Saved entries:

- - -

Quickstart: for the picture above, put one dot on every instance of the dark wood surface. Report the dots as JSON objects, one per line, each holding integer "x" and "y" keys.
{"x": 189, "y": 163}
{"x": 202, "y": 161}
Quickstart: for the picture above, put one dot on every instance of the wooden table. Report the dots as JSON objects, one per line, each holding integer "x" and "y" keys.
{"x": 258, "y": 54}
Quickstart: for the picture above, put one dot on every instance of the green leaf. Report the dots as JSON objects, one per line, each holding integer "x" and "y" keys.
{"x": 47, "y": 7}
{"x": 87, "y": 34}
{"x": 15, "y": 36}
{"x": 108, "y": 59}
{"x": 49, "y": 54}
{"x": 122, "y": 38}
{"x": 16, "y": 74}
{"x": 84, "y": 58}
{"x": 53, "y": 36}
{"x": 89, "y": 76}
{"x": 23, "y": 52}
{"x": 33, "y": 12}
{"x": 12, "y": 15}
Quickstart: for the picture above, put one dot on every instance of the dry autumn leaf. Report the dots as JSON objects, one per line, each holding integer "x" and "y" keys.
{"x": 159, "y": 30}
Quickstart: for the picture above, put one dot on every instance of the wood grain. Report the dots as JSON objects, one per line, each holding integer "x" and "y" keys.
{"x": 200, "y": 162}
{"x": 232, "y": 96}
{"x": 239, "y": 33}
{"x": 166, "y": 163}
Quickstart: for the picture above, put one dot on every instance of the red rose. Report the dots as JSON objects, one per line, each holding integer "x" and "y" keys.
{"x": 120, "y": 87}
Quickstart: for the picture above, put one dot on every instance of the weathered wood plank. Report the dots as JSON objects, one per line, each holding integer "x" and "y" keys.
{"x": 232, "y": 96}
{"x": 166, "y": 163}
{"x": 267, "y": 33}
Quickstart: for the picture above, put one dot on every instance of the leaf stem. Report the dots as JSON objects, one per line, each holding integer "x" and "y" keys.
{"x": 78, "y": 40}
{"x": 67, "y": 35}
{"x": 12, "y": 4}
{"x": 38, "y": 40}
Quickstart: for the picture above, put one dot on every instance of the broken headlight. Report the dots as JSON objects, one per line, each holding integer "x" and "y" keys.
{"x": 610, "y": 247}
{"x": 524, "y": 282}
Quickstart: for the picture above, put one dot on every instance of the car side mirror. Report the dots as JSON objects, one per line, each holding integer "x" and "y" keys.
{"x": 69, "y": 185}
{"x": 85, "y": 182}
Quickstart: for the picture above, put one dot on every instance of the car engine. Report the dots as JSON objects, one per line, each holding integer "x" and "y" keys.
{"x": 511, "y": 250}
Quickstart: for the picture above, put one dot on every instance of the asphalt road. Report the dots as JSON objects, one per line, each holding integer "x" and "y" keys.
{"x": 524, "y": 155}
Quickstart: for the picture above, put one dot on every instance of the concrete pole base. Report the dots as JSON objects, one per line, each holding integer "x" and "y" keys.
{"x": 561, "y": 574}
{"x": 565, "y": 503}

- - -

■ TASK DETAILS
In full and without alteration, return every line above.

■ RESPONSE AREA
Quickstart: for the picture above, put one dot on every instance of the dark wood surface. Report the dots as JSON objects, one per line, each holding integer "x" and "y" keys.
{"x": 189, "y": 163}
{"x": 202, "y": 161}
Quickstart: for the picture above, put one dot on every instance of the wooden table. Report the dots as JSON objects, one per line, each holding integer "x" and "y" keys.
{"x": 258, "y": 54}
Quickstart: for the picture above, put one dot on every instance of the green leaf. Report the dots as JSON objects, one per line, each holding integer "x" and "y" keys.
{"x": 47, "y": 7}
{"x": 87, "y": 34}
{"x": 15, "y": 36}
{"x": 108, "y": 59}
{"x": 49, "y": 54}
{"x": 122, "y": 38}
{"x": 16, "y": 74}
{"x": 84, "y": 58}
{"x": 53, "y": 36}
{"x": 89, "y": 76}
{"x": 23, "y": 52}
{"x": 33, "y": 12}
{"x": 12, "y": 15}
Quickstart: for the picture above, put one dot on every instance of the dry autumn leaf. Report the dots as JSON objects, one per line, each holding integer "x" and "y" keys.
{"x": 159, "y": 30}
Quickstart: for the picture above, put one dot on every instance of the wood grain. Report the dots as JSON objects, one per line, each holding integer "x" and "y" keys.
{"x": 200, "y": 162}
{"x": 232, "y": 96}
{"x": 239, "y": 33}
{"x": 166, "y": 163}
Quickstart: for the picture above, put one dot on every instance of the red rose. Report the dots as JSON objects, one per line, each holding integer "x" and "y" keys.
{"x": 120, "y": 87}
Quickstart: for the picture above, put one dot on every instance of the weathered wood plank. Report the dots as JSON objects, one per line, each holding integer "x" and "y" keys.
{"x": 232, "y": 96}
{"x": 166, "y": 163}
{"x": 267, "y": 33}
Quickstart: for the picture above, put one dot on every instance of the leaf stem. Report the dots as JSON objects, one per line, each holding integer "x" and "y" keys.
{"x": 78, "y": 40}
{"x": 67, "y": 35}
{"x": 12, "y": 4}
{"x": 38, "y": 40}
Quickstart: for the picture above, put one dot on every instance of the broken headlight. Report the dots as JSON objects, one per line, each holding integer "x" and "y" keys.
{"x": 610, "y": 247}
{"x": 524, "y": 282}
Quickstart: for the picture above, put one dot on every instance of the car side mirror. Report the dots as JSON objects, one per line, each holding integer "x" and "y" keys.
{"x": 69, "y": 185}
{"x": 85, "y": 182}
Quickstart: for the picture above, put one dot on every instance of the car engine. Report the dots as JSON objects, one per line, each holding integer "x" and "y" keys.
{"x": 511, "y": 250}
Quickstart: for the picture above, put one dot on every instance of the asphalt road. Report the dots as JSON objects, one per line, each holding integer "x" and "y" keys.
{"x": 524, "y": 155}
Quickstart: for the picture above, put one dot on every instance of the concrete pole base. Report the dots as JSON objects, one per line, each holding integer "x" and "y" keys.
{"x": 561, "y": 574}
{"x": 565, "y": 503}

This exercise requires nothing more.